Listed records:
--*--

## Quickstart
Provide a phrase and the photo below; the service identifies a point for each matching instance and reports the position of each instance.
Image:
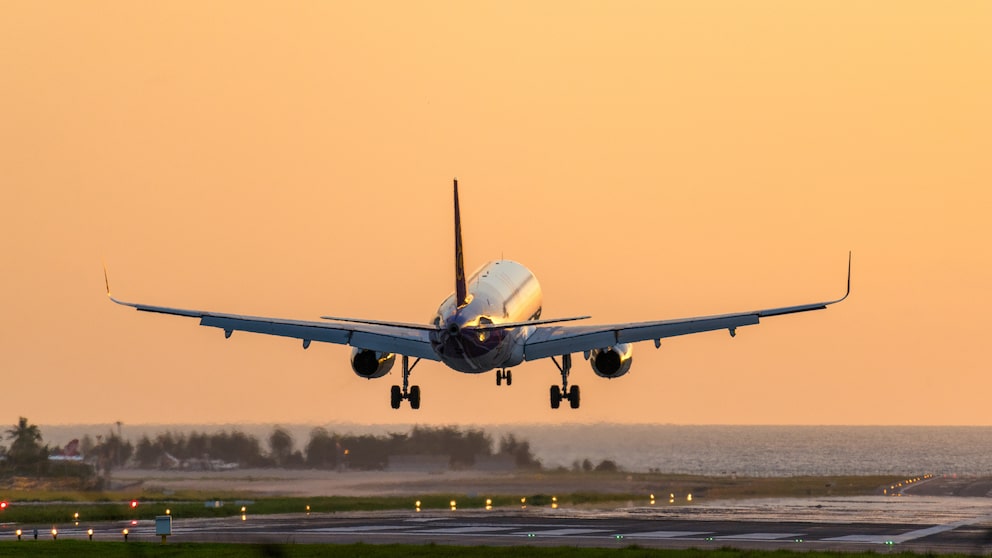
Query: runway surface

--*--

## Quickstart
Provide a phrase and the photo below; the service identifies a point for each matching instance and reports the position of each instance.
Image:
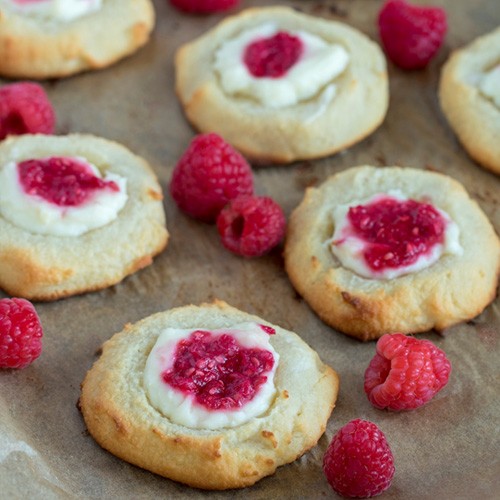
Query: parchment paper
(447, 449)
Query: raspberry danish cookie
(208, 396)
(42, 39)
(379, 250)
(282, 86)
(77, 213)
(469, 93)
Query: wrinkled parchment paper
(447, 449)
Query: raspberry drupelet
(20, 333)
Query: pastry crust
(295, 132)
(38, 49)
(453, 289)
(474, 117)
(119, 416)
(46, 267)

--*--

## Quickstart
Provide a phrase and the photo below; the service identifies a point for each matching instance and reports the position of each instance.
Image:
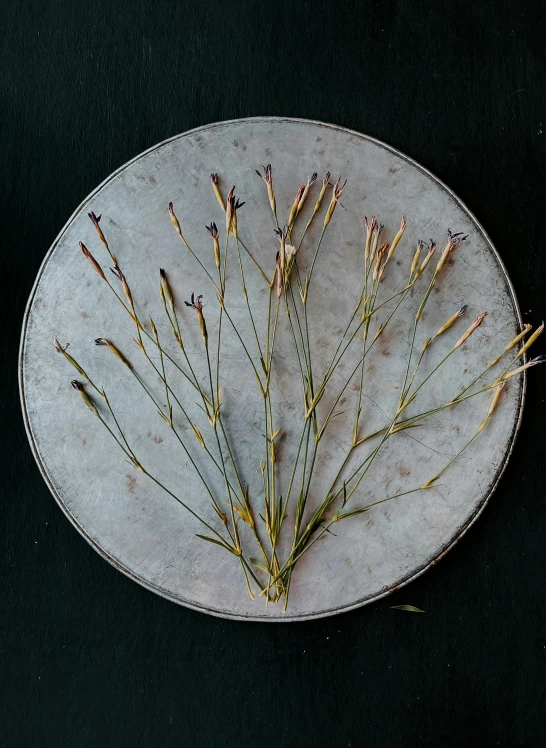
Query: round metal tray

--*--

Brief:
Show each line of the items above that contains the word "paper".

The solution:
Query: parchment paper
Query: wrinkled parchment paper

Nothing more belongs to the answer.